**TO BE DONE:**
1 – Name every place or setting for which, according to the permaculture article below, permaculture has helped people design ecologically sustainable strategies.
2 – Based on the permaculture article below, why do some believe permaculture is one of Australia's greatest intellectual exports?

**EXTRACT TO READ:**
[START]

Permaculture Pioneers — Stories from the New Frontier

2011•12•12 Caroline Smith Swinburne University, Kerry Dawborn

In these days of increased concern over food security, resource scarcity and deteriorating ecosystems, the system of design known as permaculture is an important part of finding sustainable solutions.

Permaculture is much more than organic gardening. Some believe it is one of Australia’s greatest intellectual exports, because it has helped many people worldwide to design ecologically sustainable strategies for their homes, gardens, farms and communities.

So, what is permaculture? Environmentalist Paul Hawken talks about ‘the movement that has no name’ or ‘the other superpower’. This is a global fast growing and dynamic environmental and social justice movement of millions, working often unnoticed at the edges of society, to bring lasting and positive change. Permaculture is very much a part of this movement.

In the early 1970s, Australians Bill Mollison and David Holmgren developed the idea of permaculture and also ran the first courses, known as the Permaculture Design Certificate or PDC. Since then, permaculture has spread around the world to more than 160 countries and people can study for PDCs in many locations, cultures and languages.

[END]

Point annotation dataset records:
[START]

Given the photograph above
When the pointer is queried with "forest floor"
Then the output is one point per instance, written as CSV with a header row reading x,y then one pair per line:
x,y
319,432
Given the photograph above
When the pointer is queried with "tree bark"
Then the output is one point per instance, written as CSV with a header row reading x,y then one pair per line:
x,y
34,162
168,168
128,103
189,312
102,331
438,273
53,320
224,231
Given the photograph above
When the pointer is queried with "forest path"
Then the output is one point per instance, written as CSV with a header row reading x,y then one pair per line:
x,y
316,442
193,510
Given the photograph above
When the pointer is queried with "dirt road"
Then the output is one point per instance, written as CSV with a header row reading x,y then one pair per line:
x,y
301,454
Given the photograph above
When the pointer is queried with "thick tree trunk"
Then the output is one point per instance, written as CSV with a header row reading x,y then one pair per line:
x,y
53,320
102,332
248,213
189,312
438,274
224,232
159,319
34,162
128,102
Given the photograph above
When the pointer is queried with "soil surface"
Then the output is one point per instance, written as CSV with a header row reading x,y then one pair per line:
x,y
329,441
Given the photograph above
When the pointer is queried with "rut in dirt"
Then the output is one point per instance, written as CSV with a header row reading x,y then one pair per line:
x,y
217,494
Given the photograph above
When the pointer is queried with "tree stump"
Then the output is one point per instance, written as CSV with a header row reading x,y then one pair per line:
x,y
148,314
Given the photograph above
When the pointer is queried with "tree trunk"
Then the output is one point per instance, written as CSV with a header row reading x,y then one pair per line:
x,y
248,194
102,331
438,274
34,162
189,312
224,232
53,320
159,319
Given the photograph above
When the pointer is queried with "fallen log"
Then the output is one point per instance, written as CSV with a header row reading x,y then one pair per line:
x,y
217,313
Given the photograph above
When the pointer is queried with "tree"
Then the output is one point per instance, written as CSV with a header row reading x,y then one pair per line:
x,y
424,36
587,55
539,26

[END]
[START]

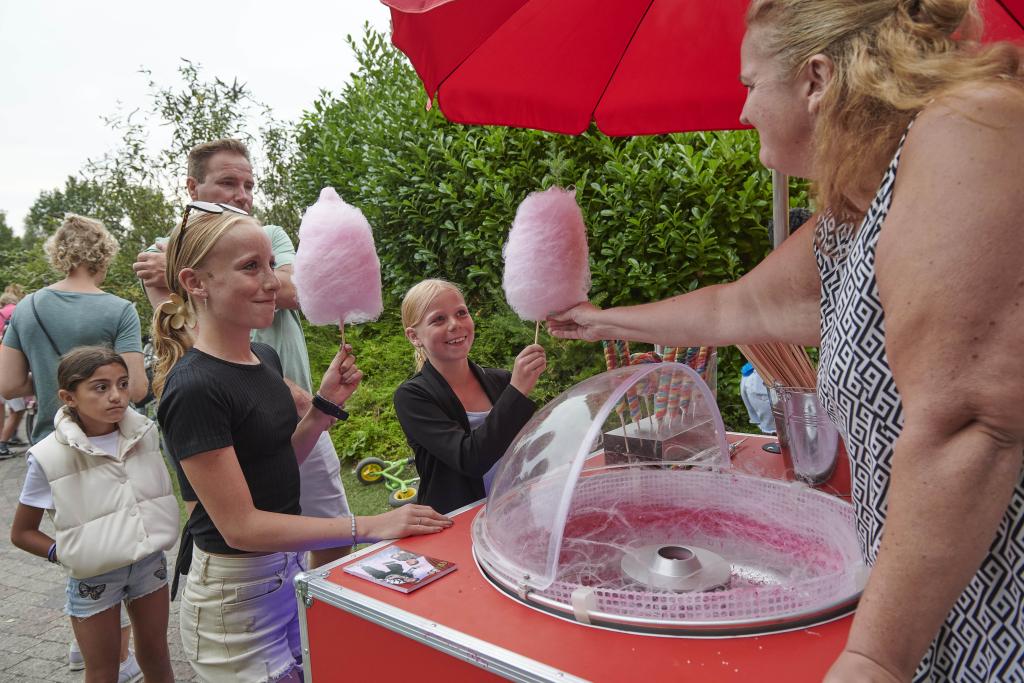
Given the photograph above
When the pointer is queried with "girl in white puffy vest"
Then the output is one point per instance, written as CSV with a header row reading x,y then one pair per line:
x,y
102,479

[END]
[START]

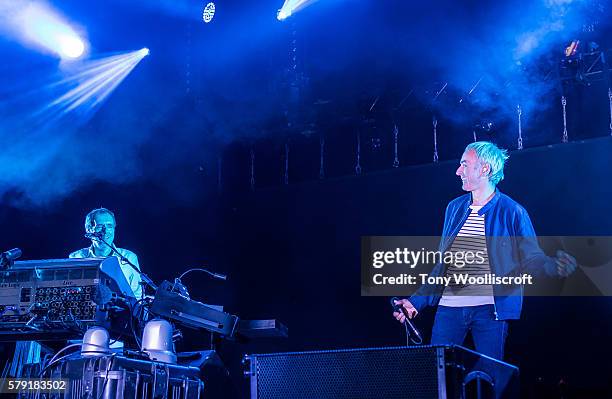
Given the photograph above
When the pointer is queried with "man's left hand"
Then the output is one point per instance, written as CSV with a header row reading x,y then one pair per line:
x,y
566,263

[END]

**FULL ANSWERS:**
1 – Homes, gardens, farms and communities.

2 – It has helped many people worldwide design ecologically sustainable strategies for their homes, gardens, farms and communities.